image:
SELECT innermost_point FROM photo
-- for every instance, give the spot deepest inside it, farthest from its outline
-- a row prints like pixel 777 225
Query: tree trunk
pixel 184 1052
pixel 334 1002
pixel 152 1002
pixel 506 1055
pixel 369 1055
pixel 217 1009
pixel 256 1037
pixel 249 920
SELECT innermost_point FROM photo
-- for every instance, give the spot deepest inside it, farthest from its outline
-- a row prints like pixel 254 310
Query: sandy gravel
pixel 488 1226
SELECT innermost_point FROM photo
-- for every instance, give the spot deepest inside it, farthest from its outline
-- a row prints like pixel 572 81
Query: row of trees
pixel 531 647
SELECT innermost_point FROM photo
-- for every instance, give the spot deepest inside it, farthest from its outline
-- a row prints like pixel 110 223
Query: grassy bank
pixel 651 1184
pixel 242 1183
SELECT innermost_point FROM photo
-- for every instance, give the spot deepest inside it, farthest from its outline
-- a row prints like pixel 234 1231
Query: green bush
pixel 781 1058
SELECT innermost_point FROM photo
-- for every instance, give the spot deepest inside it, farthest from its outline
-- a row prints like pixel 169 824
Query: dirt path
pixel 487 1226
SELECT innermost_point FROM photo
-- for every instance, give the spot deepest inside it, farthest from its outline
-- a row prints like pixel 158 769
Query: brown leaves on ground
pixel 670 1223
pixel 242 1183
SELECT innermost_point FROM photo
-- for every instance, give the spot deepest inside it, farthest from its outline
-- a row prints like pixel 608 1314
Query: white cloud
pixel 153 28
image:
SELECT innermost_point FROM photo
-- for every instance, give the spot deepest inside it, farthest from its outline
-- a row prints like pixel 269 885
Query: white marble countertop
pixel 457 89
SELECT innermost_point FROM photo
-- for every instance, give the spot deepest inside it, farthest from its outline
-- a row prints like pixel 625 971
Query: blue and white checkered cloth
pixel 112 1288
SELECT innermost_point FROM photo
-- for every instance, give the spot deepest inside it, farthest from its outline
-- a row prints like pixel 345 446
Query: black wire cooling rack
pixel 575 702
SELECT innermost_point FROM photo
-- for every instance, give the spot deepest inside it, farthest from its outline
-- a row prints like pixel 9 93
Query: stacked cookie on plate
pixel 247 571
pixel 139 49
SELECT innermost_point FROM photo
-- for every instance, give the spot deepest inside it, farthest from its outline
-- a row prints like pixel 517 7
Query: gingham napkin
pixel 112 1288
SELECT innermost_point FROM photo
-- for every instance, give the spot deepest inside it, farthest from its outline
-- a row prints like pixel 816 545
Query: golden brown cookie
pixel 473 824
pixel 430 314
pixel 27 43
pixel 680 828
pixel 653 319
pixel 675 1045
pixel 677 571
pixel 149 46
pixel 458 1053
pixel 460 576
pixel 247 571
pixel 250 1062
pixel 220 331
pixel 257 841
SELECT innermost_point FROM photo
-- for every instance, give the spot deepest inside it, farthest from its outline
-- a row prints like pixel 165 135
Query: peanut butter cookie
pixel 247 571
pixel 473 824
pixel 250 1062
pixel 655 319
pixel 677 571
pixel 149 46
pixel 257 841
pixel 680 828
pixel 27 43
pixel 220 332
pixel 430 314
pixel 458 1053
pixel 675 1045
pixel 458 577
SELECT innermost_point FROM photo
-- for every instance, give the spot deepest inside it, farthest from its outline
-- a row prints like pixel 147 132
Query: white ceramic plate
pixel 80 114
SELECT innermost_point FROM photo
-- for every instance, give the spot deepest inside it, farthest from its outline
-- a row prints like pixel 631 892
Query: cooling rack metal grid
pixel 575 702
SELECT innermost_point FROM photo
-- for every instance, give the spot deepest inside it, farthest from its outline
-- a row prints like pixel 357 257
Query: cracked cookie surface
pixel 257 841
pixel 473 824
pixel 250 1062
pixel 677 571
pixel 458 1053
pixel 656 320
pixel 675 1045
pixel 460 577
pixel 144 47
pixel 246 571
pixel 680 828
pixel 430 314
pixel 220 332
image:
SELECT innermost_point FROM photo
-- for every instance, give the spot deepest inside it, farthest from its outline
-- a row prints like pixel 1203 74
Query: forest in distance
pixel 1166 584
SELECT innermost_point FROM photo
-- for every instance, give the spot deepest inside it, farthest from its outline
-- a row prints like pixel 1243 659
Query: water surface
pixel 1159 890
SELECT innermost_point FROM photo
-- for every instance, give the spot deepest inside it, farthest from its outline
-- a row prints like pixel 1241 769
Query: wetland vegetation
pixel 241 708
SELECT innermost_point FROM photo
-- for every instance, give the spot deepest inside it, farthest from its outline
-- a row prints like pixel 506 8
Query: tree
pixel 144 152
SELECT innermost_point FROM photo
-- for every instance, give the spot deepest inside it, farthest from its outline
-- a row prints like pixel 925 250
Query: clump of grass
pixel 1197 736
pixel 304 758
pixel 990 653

**Aim of the exercise:**
Reproduce the material above, every line of it, exactly.

**Response:**
image:
SELECT innermost_point FROM photo
-- for every instance, give the spot deepest inside it, farthest from its outline
-- a row prints like pixel 777 225
Query: tree trunk
pixel 184 1052
pixel 334 1002
pixel 152 1002
pixel 506 1055
pixel 369 1055
pixel 217 1009
pixel 256 1037
pixel 249 920
SELECT innermost_point FROM photo
-- for every instance, give the spot deepest inside it, farthest from its outline
-- a row prints like pixel 254 310
Query: sandy gravel
pixel 488 1226
SELECT innermost_point FROM photo
-- for every instance, give the spot deepest inside it, farthest from its outline
-- a row prints like pixel 572 81
Query: row of trees
pixel 531 647
SELECT innermost_point FROM photo
-- for every instance, give the spot deepest inside it, farthest from its outline
-- a row prints like pixel 110 223
Query: grassy bank
pixel 651 1184
pixel 242 1183
SELECT innermost_point FROM photo
-- for every instance, give the spot deepest inside it, farthest from its outline
-- a row prints like pixel 234 1231
Query: green bush
pixel 781 1058
SELECT innermost_point FROM photo
-- for every instance, give the spot deepest inside it, farthest from its outline
-- a row prints like pixel 169 824
Query: dirt path
pixel 487 1226
SELECT innermost_point FROM photo
-- for every instance, give the spot deepest inside it, farthest from its outline
-- a row prints like pixel 158 769
Query: brown leaves on ground
pixel 670 1223
pixel 242 1183
SELECT innermost_point FROM photo
-- for every instance, give the spot deepest inside it, farthest from its outline
-- a row prints like pixel 608 1314
Query: white cloud
pixel 153 28
image:
SELECT innermost_point FROM photo
-- for every instance, give the spot deepest inside it, farthest from its outline
-- a row prints like pixel 269 885
Query: white marble countertop
pixel 457 89
SELECT innermost_point FROM photo
-- for every instance, give the spot deepest inside it, farthest from its outline
-- a row prints like pixel 625 971
Query: blue and white checkered cloth
pixel 112 1288
SELECT innermost_point FROM photo
-- for every instance, give the spot deepest inside it, farthest from its outline
-- a row prints like pixel 345 446
Query: black wire cooling rack
pixel 575 702
SELECT innermost_point FROM photo
-- for every instance, give the spot deepest inside it, farthest from its outline
-- a row prints like pixel 9 93
Query: stacked cookie on plate
pixel 247 571
pixel 139 49
SELECT innermost_point FROM photo
-- for every instance, give the spot deepest inside it, farthest from its outline
-- a row prints like pixel 517 7
Query: gingham napkin
pixel 112 1288
SELECT innermost_point FROM photo
-- for every instance, give the spot deepest inside it, farthest from its outline
-- a row prints like pixel 816 545
Query: golden brown cookie
pixel 473 824
pixel 430 314
pixel 27 43
pixel 680 828
pixel 653 319
pixel 675 1045
pixel 677 571
pixel 149 46
pixel 458 1053
pixel 460 576
pixel 247 571
pixel 250 1062
pixel 220 331
pixel 257 841
SELECT innermost_point FROM photo
-- for every instance, give the spot deepest inside it, farthest from its outline
-- a row prints like pixel 165 135
Query: peanut butter cookie
pixel 247 571
pixel 473 824
pixel 250 1062
pixel 655 319
pixel 677 571
pixel 149 46
pixel 257 841
pixel 680 828
pixel 27 43
pixel 220 332
pixel 430 314
pixel 458 1053
pixel 675 1045
pixel 458 577
SELECT innermost_point FROM photo
-- for every instance, give the spot deepest inside it, farthest from its outline
-- a row prints like pixel 147 132
Query: white ceramic plate
pixel 80 114
SELECT innermost_point FROM photo
-- for every instance, give the spot deepest inside it, farthest from its outline
-- a row prints like pixel 631 892
Query: cooling rack metal grid
pixel 575 702
SELECT innermost_point FROM photo
-- for every instance, give the spot deepest inside it, farthest from its outline
-- a row prints like pixel 357 257
Query: cracked cookie surface
pixel 257 841
pixel 473 824
pixel 250 1062
pixel 677 571
pixel 458 1053
pixel 656 320
pixel 675 1045
pixel 460 577
pixel 144 47
pixel 246 571
pixel 680 828
pixel 430 314
pixel 220 332
image:
SELECT innermost_point FROM photo
-- for every instance, give the spot deepest inside it, farthest from its outline
-- a row prints like pixel 1203 74
Query: forest in distance
pixel 1166 584
SELECT innermost_point FROM photo
-- for every instance, give the spot deepest inside it, farthest from its outline
-- a row prints like pixel 1243 659
Query: water surface
pixel 1159 890
SELECT innermost_point FROM photo
-- for every instance, give the spot deepest inside it, farthest from its outline
-- a row prints like pixel 1241 769
Query: wetland vegetation
pixel 241 708
SELECT innermost_point FROM photo
-- for every instance, give the spot deepest inside it, farthest from its outline
-- a row prints like pixel 506 8
Query: tree
pixel 144 152
SELECT innermost_point FROM photo
-- for every instance, give the spot deepest inside it, farthest from its outline
-- a row prints like pixel 925 250
Query: clump of grass
pixel 1197 736
pixel 304 758
pixel 990 653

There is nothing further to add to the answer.